***** Records to process *****

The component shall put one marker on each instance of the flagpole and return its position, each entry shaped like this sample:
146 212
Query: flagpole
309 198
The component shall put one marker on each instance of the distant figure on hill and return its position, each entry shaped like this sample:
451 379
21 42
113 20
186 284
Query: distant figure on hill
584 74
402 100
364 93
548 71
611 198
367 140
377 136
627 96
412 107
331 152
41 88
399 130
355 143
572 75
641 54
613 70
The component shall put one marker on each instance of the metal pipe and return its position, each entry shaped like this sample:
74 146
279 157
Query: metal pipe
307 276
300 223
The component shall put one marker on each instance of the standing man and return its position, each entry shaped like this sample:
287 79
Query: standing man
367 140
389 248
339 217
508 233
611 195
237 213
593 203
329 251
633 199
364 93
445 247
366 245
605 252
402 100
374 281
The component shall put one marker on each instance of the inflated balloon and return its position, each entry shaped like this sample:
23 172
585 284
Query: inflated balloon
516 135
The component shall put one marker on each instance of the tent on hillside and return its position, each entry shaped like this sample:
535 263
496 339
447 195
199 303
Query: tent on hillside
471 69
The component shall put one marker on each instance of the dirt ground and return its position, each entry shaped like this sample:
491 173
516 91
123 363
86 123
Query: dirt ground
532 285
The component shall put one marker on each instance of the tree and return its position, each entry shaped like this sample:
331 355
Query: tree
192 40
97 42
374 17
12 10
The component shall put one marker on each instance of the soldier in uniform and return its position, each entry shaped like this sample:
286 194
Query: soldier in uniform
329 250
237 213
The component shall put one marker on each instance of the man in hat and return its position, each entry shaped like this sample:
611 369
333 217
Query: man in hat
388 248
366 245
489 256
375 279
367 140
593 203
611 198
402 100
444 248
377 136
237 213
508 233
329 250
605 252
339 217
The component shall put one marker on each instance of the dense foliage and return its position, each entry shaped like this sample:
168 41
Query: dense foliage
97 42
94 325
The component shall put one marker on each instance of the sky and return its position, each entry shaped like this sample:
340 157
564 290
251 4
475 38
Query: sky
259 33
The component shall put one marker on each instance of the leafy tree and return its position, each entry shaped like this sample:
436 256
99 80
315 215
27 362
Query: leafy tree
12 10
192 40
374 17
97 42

*****

Task to complete → Rewrite the lines from the one containing "of the dirt" through the end of the records, inclusive, replacing "marker" with "pin" and leaving everything else unchanged. Return only those lines.

Solution below →
The component shall put one pin on each instance of the dirt ground and return its position, each entry shaped like this sample:
491 173
516 91
123 363
86 123
Query: dirt ground
532 285
The component shall put one pin on each instance of the tree and return its position, each entry shaped like this sample:
331 355
Query: tree
192 40
97 42
374 17
12 10
The component shall put one pin on each instance of the soldier in uniform and return its position, each entry shaped like this sample:
286 194
Query: soldier in uniform
329 250
237 213
The component shall put one pin on each instance of the man in hat and return its position, each entry shaped like this sample:
611 369
333 217
Query: man in hat
388 248
366 245
489 256
375 279
367 140
593 203
611 198
402 100
444 248
377 136
237 213
508 233
329 250
605 252
339 217
The component shall put one pin on each instance of the dense foliage and return its position, each entry shaped like this sample:
168 41
Query: dense foliage
97 42
94 325
The component shall put one pin on each instance of the sky and return its position, each entry shaped like this sample:
340 157
564 290
251 4
475 38
Query: sky
259 33
The component shall put one pin on each instance of the leafy tree and return its position, each entry shaped like this sample:
436 256
99 80
315 215
27 362
Query: leafy tree
12 10
192 40
374 17
97 42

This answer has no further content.